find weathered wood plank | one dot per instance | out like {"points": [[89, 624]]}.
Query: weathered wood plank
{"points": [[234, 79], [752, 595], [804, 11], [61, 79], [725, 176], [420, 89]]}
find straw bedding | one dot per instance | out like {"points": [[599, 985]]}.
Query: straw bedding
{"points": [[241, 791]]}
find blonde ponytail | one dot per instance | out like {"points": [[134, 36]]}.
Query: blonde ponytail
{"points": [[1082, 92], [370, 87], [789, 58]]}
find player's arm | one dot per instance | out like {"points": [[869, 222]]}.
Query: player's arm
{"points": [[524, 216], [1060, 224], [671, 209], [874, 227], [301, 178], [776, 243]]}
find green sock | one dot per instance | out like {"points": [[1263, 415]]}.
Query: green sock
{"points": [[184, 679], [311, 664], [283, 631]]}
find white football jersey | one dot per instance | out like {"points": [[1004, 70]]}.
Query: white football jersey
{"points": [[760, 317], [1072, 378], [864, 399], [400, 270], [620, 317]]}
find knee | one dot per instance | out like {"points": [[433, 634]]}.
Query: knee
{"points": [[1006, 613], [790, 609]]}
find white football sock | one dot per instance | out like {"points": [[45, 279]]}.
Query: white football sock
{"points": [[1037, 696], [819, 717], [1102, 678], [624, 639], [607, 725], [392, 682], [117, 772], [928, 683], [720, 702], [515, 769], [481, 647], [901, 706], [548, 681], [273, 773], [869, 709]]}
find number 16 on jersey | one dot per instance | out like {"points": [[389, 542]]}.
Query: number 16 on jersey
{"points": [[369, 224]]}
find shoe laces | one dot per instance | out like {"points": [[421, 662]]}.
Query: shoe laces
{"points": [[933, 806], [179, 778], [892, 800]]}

▸ Goal
Each entry above is to be quoted exactly.

▸ Response below
find weathered wood plank | one dot per instance | out like {"points": [[89, 624]]}.
Query: weathered wood plank
{"points": [[234, 79], [752, 595], [804, 11], [61, 79], [725, 176], [420, 89]]}
find straw bedding | one dot per instance | out like {"points": [[599, 985]]}.
Query: straw bedding
{"points": [[241, 791]]}
find blonde ponytail | one dot per instance | out like {"points": [[134, 36]]}.
Query: blonde ponytail
{"points": [[1082, 92], [370, 87], [789, 58]]}
find player's arm | one dot per instance | out like {"points": [[869, 222]]}.
Query: player's arm
{"points": [[524, 216], [1060, 224], [671, 209], [874, 227], [301, 178], [776, 243]]}
find green sock | one dot per instance | out like {"points": [[1263, 415]]}.
Query: green sock
{"points": [[184, 679], [311, 664], [283, 631]]}
find white football jersey | one dot per instance | out like {"points": [[1004, 70]]}.
Query: white football jersey
{"points": [[760, 317], [1072, 378], [864, 399], [400, 270], [620, 317]]}
find knee | one dot per instance | out like {"points": [[433, 634]]}.
Query: knee
{"points": [[1006, 613], [790, 609]]}
find white football sock | one dot per instance | out like {"points": [[45, 279]]}.
Query: white football sock
{"points": [[1037, 696], [819, 717], [1102, 678], [624, 639], [607, 725], [392, 682], [117, 772], [928, 683], [720, 702], [515, 769], [481, 647], [901, 706], [548, 681], [273, 773], [869, 709]]}
find number 16 on jersey | one dot per instance | out like {"points": [[389, 542]]}.
Query: number 16 on jersey
{"points": [[369, 224]]}
find shoe laces | one dot per instance | out like {"points": [[421, 662]]}.
Query: shoe laces
{"points": [[933, 806], [179, 778], [892, 800]]}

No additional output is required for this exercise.